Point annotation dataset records

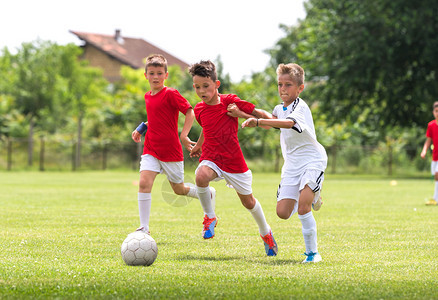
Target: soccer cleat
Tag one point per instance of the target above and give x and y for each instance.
(142, 229)
(431, 202)
(209, 225)
(270, 244)
(312, 257)
(317, 205)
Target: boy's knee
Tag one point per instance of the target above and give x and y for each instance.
(283, 214)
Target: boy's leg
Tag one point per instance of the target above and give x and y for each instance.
(308, 224)
(206, 195)
(433, 201)
(285, 208)
(204, 175)
(256, 210)
(144, 198)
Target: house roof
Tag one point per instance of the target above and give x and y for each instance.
(129, 51)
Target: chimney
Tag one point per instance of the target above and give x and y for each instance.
(118, 37)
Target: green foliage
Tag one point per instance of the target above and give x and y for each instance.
(61, 233)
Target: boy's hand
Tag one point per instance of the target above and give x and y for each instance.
(251, 122)
(196, 151)
(136, 136)
(233, 110)
(187, 143)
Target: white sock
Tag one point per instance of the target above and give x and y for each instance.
(204, 195)
(144, 209)
(435, 195)
(309, 232)
(259, 217)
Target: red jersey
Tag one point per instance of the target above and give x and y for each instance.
(161, 139)
(432, 132)
(221, 144)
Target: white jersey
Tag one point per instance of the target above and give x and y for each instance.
(301, 151)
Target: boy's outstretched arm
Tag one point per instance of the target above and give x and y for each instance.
(188, 122)
(426, 146)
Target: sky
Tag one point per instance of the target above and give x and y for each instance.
(236, 30)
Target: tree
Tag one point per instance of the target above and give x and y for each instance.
(35, 70)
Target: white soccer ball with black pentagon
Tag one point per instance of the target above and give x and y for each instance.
(139, 249)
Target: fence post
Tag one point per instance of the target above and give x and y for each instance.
(9, 154)
(42, 148)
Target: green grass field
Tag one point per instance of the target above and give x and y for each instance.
(60, 237)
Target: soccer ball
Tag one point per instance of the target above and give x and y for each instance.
(139, 249)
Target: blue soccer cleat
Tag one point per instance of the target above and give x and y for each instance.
(209, 225)
(271, 248)
(312, 257)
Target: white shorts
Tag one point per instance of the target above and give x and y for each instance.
(241, 182)
(174, 170)
(290, 187)
(434, 167)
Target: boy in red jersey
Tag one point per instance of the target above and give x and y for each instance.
(432, 137)
(220, 153)
(162, 152)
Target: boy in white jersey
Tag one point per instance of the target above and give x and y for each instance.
(305, 160)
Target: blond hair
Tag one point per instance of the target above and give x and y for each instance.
(156, 60)
(295, 72)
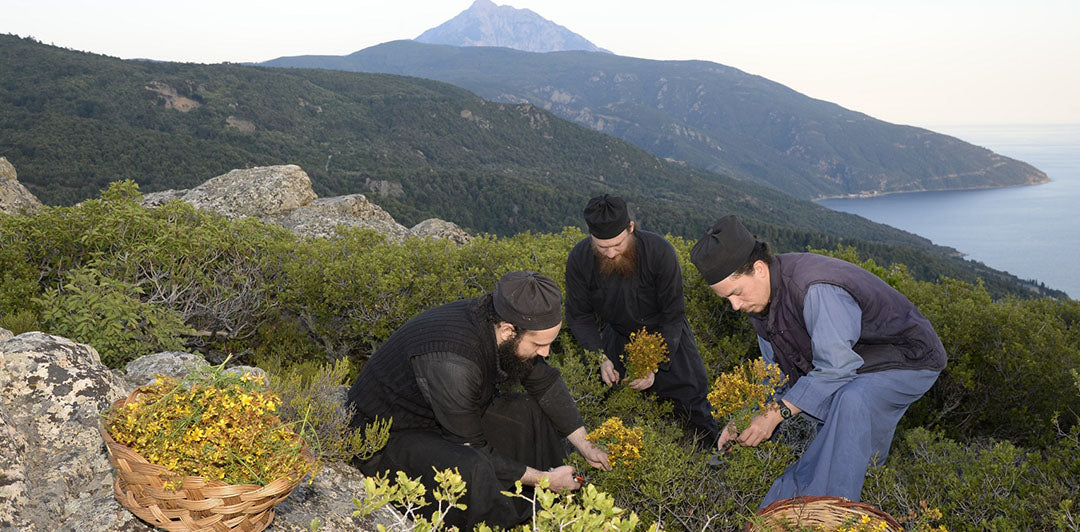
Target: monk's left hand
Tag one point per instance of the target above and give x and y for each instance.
(643, 383)
(760, 428)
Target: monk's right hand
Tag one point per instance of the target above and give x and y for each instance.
(562, 478)
(608, 374)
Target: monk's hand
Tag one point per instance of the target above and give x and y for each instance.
(643, 383)
(608, 374)
(562, 478)
(760, 428)
(595, 457)
(727, 435)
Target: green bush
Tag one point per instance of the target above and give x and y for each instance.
(108, 315)
(312, 397)
(19, 322)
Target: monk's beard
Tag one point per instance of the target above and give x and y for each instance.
(515, 367)
(623, 264)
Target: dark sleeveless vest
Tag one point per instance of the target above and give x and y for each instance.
(894, 333)
(387, 385)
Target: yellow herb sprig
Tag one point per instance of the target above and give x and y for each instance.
(645, 352)
(213, 425)
(740, 394)
(623, 445)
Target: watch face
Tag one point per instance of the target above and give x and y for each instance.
(784, 411)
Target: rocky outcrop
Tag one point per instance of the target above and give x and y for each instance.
(320, 218)
(283, 195)
(52, 457)
(433, 228)
(14, 198)
(54, 469)
(264, 191)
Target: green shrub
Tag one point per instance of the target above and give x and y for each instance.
(108, 315)
(312, 396)
(976, 486)
(19, 322)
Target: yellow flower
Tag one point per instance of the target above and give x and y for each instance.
(645, 352)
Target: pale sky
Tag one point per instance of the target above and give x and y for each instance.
(914, 62)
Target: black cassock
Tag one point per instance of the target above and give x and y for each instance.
(603, 311)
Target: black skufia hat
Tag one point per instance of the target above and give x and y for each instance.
(606, 216)
(528, 300)
(723, 249)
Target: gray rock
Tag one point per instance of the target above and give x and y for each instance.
(257, 192)
(14, 198)
(175, 365)
(52, 391)
(54, 469)
(433, 228)
(158, 199)
(320, 218)
(283, 195)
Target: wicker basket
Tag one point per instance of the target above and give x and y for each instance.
(826, 512)
(198, 505)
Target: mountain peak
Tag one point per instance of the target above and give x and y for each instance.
(487, 24)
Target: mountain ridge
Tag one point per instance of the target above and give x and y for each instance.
(706, 114)
(485, 24)
(73, 122)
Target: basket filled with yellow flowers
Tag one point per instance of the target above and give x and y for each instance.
(203, 453)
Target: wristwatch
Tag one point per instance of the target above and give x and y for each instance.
(784, 411)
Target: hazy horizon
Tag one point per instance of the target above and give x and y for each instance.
(919, 63)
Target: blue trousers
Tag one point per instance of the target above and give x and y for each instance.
(858, 430)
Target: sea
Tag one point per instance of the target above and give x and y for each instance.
(1031, 232)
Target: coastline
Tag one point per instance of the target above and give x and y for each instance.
(866, 195)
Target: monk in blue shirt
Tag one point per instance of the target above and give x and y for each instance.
(856, 353)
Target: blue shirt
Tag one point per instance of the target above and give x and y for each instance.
(833, 319)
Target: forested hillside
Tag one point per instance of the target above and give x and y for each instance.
(71, 122)
(706, 114)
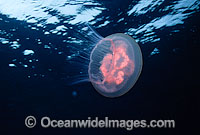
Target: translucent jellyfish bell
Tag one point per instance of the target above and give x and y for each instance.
(114, 63)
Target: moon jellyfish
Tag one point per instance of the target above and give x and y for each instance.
(114, 63)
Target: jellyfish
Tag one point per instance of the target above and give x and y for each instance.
(113, 63)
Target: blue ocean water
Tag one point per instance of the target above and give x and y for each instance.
(40, 46)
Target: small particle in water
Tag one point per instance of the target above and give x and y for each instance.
(12, 65)
(28, 52)
(74, 93)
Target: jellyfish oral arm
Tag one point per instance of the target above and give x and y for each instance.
(116, 66)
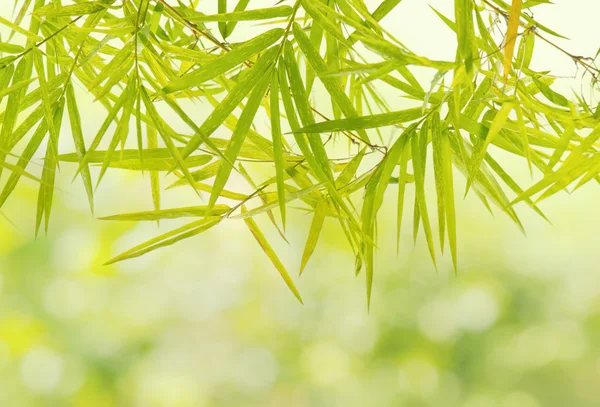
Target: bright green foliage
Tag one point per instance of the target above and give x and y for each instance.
(143, 58)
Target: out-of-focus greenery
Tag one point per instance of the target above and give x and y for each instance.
(209, 325)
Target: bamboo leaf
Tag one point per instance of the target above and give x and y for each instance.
(247, 15)
(227, 61)
(313, 234)
(264, 244)
(514, 20)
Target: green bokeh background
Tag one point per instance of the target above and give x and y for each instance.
(208, 322)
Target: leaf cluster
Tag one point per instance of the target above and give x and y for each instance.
(144, 60)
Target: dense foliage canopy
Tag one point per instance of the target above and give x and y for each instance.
(143, 58)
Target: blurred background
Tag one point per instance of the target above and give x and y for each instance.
(208, 322)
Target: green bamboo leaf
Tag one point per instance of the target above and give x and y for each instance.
(78, 140)
(114, 67)
(167, 239)
(333, 86)
(10, 48)
(238, 137)
(364, 122)
(167, 134)
(277, 144)
(241, 6)
(350, 170)
(152, 138)
(439, 173)
(247, 15)
(16, 28)
(551, 95)
(403, 179)
(313, 234)
(373, 200)
(231, 101)
(445, 153)
(187, 212)
(122, 130)
(264, 244)
(22, 72)
(324, 21)
(481, 148)
(80, 9)
(463, 12)
(46, 190)
(419, 169)
(222, 9)
(227, 61)
(7, 90)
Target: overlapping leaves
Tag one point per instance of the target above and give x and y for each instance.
(142, 59)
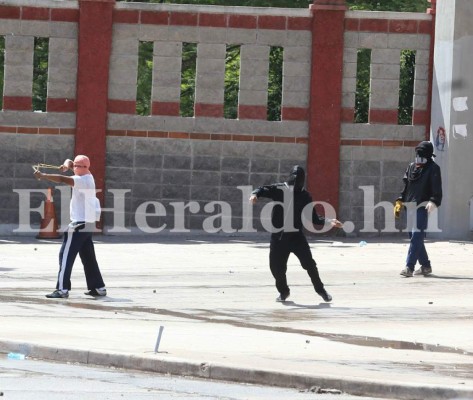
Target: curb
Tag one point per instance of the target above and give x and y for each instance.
(220, 372)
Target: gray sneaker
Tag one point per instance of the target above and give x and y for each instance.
(58, 294)
(283, 296)
(407, 272)
(423, 271)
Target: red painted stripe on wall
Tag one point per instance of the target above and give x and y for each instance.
(35, 13)
(61, 105)
(165, 108)
(420, 117)
(252, 112)
(213, 20)
(8, 129)
(23, 129)
(294, 113)
(299, 23)
(347, 115)
(154, 18)
(425, 27)
(17, 103)
(378, 143)
(403, 26)
(208, 136)
(352, 24)
(185, 19)
(374, 25)
(126, 16)
(383, 116)
(272, 22)
(64, 15)
(9, 12)
(388, 26)
(242, 21)
(121, 106)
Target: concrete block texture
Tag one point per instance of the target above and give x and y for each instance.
(384, 93)
(409, 41)
(295, 98)
(63, 30)
(18, 76)
(10, 26)
(302, 54)
(35, 28)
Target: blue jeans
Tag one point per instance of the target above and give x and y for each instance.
(417, 250)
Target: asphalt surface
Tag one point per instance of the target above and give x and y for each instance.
(383, 335)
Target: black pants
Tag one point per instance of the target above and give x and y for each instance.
(78, 241)
(281, 246)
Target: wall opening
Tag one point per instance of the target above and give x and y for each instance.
(144, 80)
(363, 86)
(188, 73)
(2, 68)
(40, 73)
(232, 81)
(276, 56)
(406, 87)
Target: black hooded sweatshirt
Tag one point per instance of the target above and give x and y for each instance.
(422, 184)
(298, 199)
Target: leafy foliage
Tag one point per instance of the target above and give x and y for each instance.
(232, 81)
(188, 70)
(145, 76)
(40, 73)
(406, 84)
(275, 83)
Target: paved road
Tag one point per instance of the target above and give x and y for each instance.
(38, 380)
(383, 335)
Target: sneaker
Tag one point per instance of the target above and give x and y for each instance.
(283, 296)
(96, 292)
(58, 294)
(326, 296)
(407, 272)
(423, 271)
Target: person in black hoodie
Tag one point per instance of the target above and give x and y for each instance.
(288, 236)
(423, 187)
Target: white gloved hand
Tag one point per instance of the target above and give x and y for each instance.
(430, 207)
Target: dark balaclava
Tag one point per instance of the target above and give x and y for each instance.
(297, 178)
(424, 152)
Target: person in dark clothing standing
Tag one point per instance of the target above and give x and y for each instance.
(423, 187)
(288, 236)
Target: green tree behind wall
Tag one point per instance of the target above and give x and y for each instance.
(143, 89)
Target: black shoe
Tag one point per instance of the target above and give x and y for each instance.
(58, 294)
(327, 298)
(96, 292)
(283, 296)
(423, 271)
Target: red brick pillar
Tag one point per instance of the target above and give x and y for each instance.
(323, 160)
(432, 11)
(95, 42)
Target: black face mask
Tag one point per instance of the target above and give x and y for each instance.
(297, 178)
(424, 152)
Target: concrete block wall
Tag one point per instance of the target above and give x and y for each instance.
(28, 137)
(376, 154)
(169, 158)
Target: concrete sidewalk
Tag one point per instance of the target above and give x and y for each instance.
(383, 335)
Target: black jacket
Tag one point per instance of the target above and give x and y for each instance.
(422, 184)
(298, 199)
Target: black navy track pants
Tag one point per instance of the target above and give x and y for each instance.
(78, 241)
(281, 246)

## Work instructions
Take the line that contains "Target: black shoe" and every line after it through the end of the listing above, and repeat them exactly.

## Exercise output
Target: black shoe
Tag one point per instance of the target above and give x and y for each instance.
(58, 294)
(327, 298)
(96, 292)
(283, 296)
(423, 271)
Target: red brick pillar
Tag one point per instance of the target above and give x and y for each instance.
(323, 160)
(432, 11)
(95, 42)
Target: black face mask
Tag one point per instance of the target above and give x and y for each instance.
(297, 178)
(424, 152)
Target: concrete block wall
Tag one point per instance of the target above and give x and y for each instance.
(28, 137)
(376, 154)
(169, 158)
Target: concrete sidewalk
Tag one point per instance of the target above and give x and y for each instance.
(383, 335)
Target: black jacket
Tag one point per instance of the target above and give x and y for each instance.
(422, 184)
(298, 199)
Target: black navy track pants
Tag one point per instance of the target above and give x and y for each instance.
(78, 241)
(281, 246)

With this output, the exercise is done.